Data supplied Block Start
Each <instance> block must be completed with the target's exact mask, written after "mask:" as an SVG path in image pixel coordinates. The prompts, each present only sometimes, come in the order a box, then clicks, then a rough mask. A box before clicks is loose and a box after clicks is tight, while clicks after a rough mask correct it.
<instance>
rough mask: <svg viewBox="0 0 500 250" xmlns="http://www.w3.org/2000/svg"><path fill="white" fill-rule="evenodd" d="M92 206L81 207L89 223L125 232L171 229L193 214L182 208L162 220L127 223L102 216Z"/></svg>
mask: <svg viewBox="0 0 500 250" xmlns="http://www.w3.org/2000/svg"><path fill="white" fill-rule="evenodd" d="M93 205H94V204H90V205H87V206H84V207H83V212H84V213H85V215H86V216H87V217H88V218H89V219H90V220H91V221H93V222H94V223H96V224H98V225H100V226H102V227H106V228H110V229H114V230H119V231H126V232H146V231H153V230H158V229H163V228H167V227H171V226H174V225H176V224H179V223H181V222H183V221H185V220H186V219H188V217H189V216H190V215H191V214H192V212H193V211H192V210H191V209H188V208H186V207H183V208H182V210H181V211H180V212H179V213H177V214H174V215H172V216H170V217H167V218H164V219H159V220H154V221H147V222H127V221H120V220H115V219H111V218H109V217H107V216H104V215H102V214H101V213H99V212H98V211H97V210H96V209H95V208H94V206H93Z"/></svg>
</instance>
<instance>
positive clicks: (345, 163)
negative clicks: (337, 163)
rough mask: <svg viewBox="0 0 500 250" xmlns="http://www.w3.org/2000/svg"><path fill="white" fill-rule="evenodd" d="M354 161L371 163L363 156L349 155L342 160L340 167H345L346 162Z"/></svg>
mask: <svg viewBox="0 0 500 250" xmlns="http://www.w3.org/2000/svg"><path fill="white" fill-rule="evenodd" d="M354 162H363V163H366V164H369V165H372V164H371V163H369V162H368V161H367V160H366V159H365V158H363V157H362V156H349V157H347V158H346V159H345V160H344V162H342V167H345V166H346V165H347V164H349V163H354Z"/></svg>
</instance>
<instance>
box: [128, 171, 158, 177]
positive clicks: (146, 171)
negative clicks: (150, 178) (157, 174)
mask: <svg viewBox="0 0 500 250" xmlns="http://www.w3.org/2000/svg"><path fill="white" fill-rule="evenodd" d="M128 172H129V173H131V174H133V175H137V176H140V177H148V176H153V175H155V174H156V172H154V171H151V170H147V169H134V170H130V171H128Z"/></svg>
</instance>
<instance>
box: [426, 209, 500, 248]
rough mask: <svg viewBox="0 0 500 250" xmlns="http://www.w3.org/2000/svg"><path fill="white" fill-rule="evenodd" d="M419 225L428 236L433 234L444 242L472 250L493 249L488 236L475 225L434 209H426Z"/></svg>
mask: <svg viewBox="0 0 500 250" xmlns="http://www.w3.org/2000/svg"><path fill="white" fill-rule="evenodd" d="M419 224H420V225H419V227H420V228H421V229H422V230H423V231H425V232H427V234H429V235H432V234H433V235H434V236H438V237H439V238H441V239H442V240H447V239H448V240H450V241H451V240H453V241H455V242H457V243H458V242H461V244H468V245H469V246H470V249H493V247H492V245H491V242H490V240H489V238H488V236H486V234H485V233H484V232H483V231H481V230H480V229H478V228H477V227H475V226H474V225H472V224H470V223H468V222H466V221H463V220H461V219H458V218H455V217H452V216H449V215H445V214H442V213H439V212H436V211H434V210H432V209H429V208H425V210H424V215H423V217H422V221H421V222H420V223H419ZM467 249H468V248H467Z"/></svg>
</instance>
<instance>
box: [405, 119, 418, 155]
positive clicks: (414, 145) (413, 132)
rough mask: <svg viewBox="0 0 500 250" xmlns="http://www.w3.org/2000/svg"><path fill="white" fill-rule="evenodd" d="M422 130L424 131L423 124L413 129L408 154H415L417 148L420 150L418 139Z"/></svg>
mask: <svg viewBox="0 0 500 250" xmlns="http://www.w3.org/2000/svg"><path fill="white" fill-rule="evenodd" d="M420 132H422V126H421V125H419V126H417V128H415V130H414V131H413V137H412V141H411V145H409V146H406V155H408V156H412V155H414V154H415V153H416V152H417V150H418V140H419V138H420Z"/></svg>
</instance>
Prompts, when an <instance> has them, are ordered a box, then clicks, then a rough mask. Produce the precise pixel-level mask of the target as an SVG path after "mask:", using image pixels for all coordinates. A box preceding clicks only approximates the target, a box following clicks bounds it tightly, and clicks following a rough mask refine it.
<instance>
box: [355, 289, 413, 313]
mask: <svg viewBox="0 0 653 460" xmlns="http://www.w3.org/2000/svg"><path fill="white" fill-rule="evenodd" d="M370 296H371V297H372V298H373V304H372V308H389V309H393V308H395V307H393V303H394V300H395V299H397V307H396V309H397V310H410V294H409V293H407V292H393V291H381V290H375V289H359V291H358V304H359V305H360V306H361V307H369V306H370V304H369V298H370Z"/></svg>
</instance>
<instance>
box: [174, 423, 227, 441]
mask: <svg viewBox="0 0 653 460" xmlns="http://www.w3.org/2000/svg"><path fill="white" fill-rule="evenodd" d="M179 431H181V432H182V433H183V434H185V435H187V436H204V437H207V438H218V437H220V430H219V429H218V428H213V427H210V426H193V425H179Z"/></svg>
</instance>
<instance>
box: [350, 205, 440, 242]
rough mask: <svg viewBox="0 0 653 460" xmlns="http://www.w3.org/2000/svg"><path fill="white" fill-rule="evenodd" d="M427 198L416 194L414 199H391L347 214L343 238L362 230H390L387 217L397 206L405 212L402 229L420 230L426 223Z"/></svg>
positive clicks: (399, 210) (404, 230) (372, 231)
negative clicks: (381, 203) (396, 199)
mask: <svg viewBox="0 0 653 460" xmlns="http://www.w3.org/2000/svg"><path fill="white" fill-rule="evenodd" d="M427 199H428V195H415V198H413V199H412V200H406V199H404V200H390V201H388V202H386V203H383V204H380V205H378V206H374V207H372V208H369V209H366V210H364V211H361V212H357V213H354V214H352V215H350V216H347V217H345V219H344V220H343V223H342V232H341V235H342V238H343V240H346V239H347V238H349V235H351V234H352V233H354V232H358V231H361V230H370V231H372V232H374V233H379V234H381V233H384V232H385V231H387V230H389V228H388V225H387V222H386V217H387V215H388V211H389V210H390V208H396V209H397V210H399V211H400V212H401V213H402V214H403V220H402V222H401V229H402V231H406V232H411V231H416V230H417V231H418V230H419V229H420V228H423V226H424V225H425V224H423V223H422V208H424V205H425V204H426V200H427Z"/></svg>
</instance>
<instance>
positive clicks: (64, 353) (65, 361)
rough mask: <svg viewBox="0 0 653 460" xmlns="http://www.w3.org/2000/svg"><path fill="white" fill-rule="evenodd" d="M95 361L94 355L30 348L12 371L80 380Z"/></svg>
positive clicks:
Data supplied Block End
Aim of the task:
Put every line of the material above into a JSON list of strings, one string per line, and leave out blank lines.

Answer to the exercise:
[
  "Each <instance> block must be completed with the target's exact mask, written after \"mask:\" as an SVG path in image pixel coordinates. The prompts, each present only sometimes, come in the order a box, then clicks, then a rough mask. A box before clicks is loose and a box after clicks is tight, while clicks after a rough mask correct it.",
  "<instance>",
  "rough mask: <svg viewBox=\"0 0 500 250\" xmlns=\"http://www.w3.org/2000/svg\"><path fill=\"white\" fill-rule=\"evenodd\" d=\"M92 206L81 207L89 223L125 232L171 229L193 214L182 208L162 220L127 223L102 216Z\"/></svg>",
  "mask: <svg viewBox=\"0 0 500 250\" xmlns=\"http://www.w3.org/2000/svg\"><path fill=\"white\" fill-rule=\"evenodd\" d=\"M93 205H94V204H90V205H87V206H84V207H83V212H84V213H85V215H86V216H87V217H88V218H89V219H90V220H91V221H93V222H94V223H96V224H98V225H100V226H102V227H106V228H110V229H114V230H119V231H126V232H146V231H153V230H158V229H163V228H167V227H171V226H174V225H176V224H179V223H181V222H183V221H185V220H186V219H188V217H189V216H190V215H191V214H192V212H193V211H192V210H191V209H188V208H186V207H183V208H182V210H181V211H180V212H179V213H177V214H174V215H172V216H170V217H167V218H164V219H159V220H154V221H147V222H127V221H120V220H115V219H111V218H109V217H107V216H104V215H102V214H101V213H99V212H98V211H97V210H96V209H95V208H94V206H93Z\"/></svg>",
  "</instance>",
  "<instance>",
  "positive clicks: (345, 163)",
  "negative clicks: (337, 163)",
  "rough mask: <svg viewBox=\"0 0 500 250\" xmlns=\"http://www.w3.org/2000/svg\"><path fill=\"white\" fill-rule=\"evenodd\" d=\"M354 161L371 163L363 156L349 155L342 160L340 167H345L346 162Z\"/></svg>",
  "mask: <svg viewBox=\"0 0 500 250\" xmlns=\"http://www.w3.org/2000/svg\"><path fill=\"white\" fill-rule=\"evenodd\" d=\"M354 162H363V163H366V164H369V165H372V164H371V163H369V162H368V161H367V160H366V159H365V158H363V157H362V156H349V157H347V158H346V159H345V160H344V162H342V167H345V166H346V165H347V164H349V163H354Z\"/></svg>",
  "</instance>",
  "<instance>",
  "box: [128, 171, 158, 177]",
  "positive clicks: (146, 171)",
  "negative clicks: (150, 178) (157, 174)",
  "mask: <svg viewBox=\"0 0 500 250\" xmlns=\"http://www.w3.org/2000/svg\"><path fill=\"white\" fill-rule=\"evenodd\" d=\"M128 172H129V173H131V174H133V175H137V176H140V177H148V176H153V175H155V174H156V172H154V171H151V170H147V169H134V170H130V171H128Z\"/></svg>",
  "</instance>",
  "<instance>",
  "box: [426, 209, 500, 248]",
  "rough mask: <svg viewBox=\"0 0 500 250\" xmlns=\"http://www.w3.org/2000/svg\"><path fill=\"white\" fill-rule=\"evenodd\" d=\"M419 225L428 236L433 234L444 242L472 250L493 249L488 236L475 225L434 209H426Z\"/></svg>",
  "mask: <svg viewBox=\"0 0 500 250\" xmlns=\"http://www.w3.org/2000/svg\"><path fill=\"white\" fill-rule=\"evenodd\" d=\"M419 224H420V225H419V227H420V228H421V229H422V230H423V231H425V232H427V234H429V235H432V234H433V235H434V236H438V237H439V238H441V239H442V240H447V239H448V240H450V241H451V240H453V241H455V242H457V243H458V242H461V244H468V245H469V246H470V249H493V247H492V245H491V242H490V240H489V238H488V236H486V234H485V233H484V232H483V231H481V230H480V229H478V228H477V227H475V226H474V225H472V224H470V223H468V222H466V221H463V220H461V219H458V218H455V217H452V216H449V215H445V214H442V213H439V212H436V211H434V210H432V209H429V208H425V210H424V215H423V217H422V221H421V222H420V223H419ZM467 249H468V248H467Z\"/></svg>",
  "</instance>",
  "<instance>",
  "box: [405, 119, 418, 155]",
  "positive clicks: (414, 145) (413, 132)",
  "rough mask: <svg viewBox=\"0 0 500 250\" xmlns=\"http://www.w3.org/2000/svg\"><path fill=\"white\" fill-rule=\"evenodd\" d=\"M422 130L424 131L423 124L413 129L408 154H415L417 148L420 150L418 139Z\"/></svg>",
  "mask: <svg viewBox=\"0 0 500 250\" xmlns=\"http://www.w3.org/2000/svg\"><path fill=\"white\" fill-rule=\"evenodd\" d=\"M420 132H422V126H421V125H419V126H417V128H415V130H414V131H413V137H412V141H411V145H409V146H406V155H408V156H412V155H414V154H415V153H416V152H417V150H418V140H419V138H420Z\"/></svg>",
  "</instance>",
  "Prompts, when an <instance> has them, are ordered a box, then clicks, then a rough mask. Produce the precise pixel-level mask of the target as an SVG path after \"mask:\", using image pixels for all coordinates. A box preceding clicks only approximates the target, a box following clicks bounds it tightly, and clicks following a rough mask refine it.",
  "<instance>",
  "box: [355, 289, 413, 313]",
  "mask: <svg viewBox=\"0 0 653 460\" xmlns=\"http://www.w3.org/2000/svg\"><path fill=\"white\" fill-rule=\"evenodd\" d=\"M370 296H371V297H372V298H373V304H372V308H389V309H393V308H395V307H393V303H394V300H395V299H397V307H396V309H397V310H410V294H409V293H407V292H393V291H381V290H375V289H359V291H358V304H359V305H360V306H361V307H369V306H370V304H369V298H370Z\"/></svg>",
  "</instance>",
  "<instance>",
  "box: [174, 423, 227, 441]",
  "mask: <svg viewBox=\"0 0 653 460\" xmlns=\"http://www.w3.org/2000/svg\"><path fill=\"white\" fill-rule=\"evenodd\" d=\"M179 431H181V432H182V433H183V434H185V435H187V436H204V437H207V438H218V437H220V430H219V429H218V428H213V427H210V426H193V425H179Z\"/></svg>",
  "</instance>",
  "<instance>",
  "box: [350, 205, 440, 242]",
  "rough mask: <svg viewBox=\"0 0 653 460\" xmlns=\"http://www.w3.org/2000/svg\"><path fill=\"white\" fill-rule=\"evenodd\" d=\"M427 198L416 194L414 199H391L347 214L343 238L362 230H390L387 217L397 206L405 212L402 229L420 230L426 223Z\"/></svg>",
  "positive clicks: (399, 210) (404, 230) (372, 231)",
  "negative clicks: (381, 203) (396, 199)",
  "mask: <svg viewBox=\"0 0 653 460\" xmlns=\"http://www.w3.org/2000/svg\"><path fill=\"white\" fill-rule=\"evenodd\" d=\"M427 199H428V195H415V198H413V199H412V200H406V199H404V200H390V201H388V202H386V203H383V204H380V205H378V206H374V207H372V208H369V209H366V210H364V211H361V212H357V213H354V214H352V215H350V216H347V217H345V219H344V220H343V223H342V232H341V235H342V238H343V240H346V239H347V238H349V235H351V234H352V233H354V232H358V231H361V230H370V231H372V232H374V233H379V234H381V233H384V232H385V231H387V230H389V228H388V225H387V222H386V217H387V215H388V211H389V210H390V208H396V209H397V210H399V211H400V212H401V213H402V214H403V220H402V222H401V229H402V231H406V232H411V231H416V230H417V231H418V230H419V229H420V228H423V226H424V225H425V224H423V223H422V208H424V205H425V204H426V200H427Z\"/></svg>",
  "</instance>",
  "<instance>",
  "positive clicks: (64, 353) (65, 361)",
  "rough mask: <svg viewBox=\"0 0 653 460\" xmlns=\"http://www.w3.org/2000/svg\"><path fill=\"white\" fill-rule=\"evenodd\" d=\"M95 361L94 355L30 348L12 371L80 380Z\"/></svg>",
  "positive clicks:"
]